◆ Your instructions: The string "distant" appears in some lines of the entries that follow; copy each such line.

◆ Referring expression pointing data:
---*---

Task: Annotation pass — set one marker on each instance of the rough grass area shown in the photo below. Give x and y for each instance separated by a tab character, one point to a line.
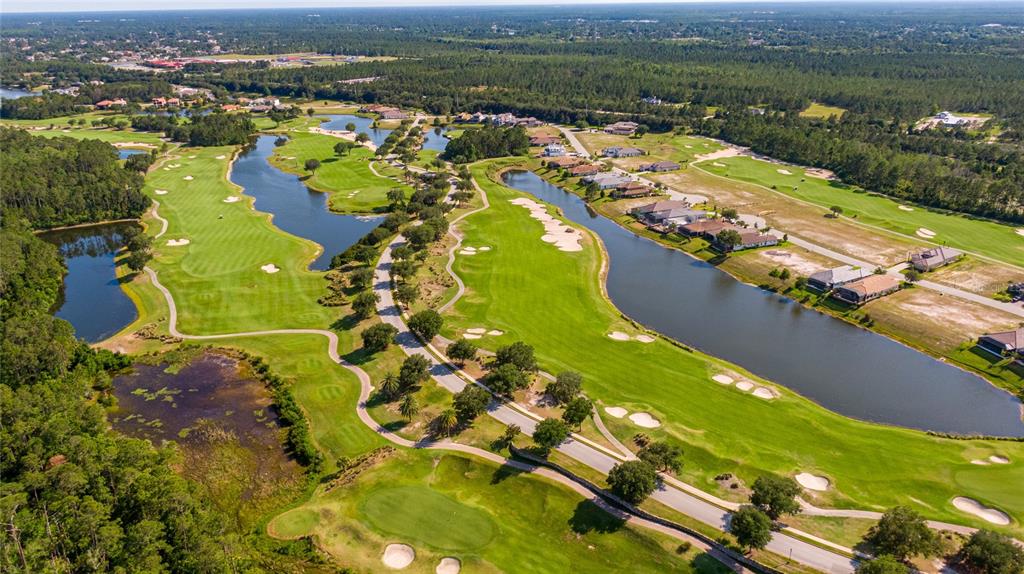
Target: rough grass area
980	236
491	518
562	312
352	186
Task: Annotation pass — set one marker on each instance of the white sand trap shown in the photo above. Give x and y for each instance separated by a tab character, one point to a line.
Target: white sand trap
397	557
723	379
616	411
449	565
644	420
812	482
562	236
972	506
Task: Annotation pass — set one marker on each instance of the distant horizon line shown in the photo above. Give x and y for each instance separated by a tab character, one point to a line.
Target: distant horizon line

---*---

◆ Answer box:
Task: Annotation pass — set one marker on each instance of the distant horizon line shown in the photo above. Give x and y for each instance separated by a tab character, one point to a line.
Target: distant horizon line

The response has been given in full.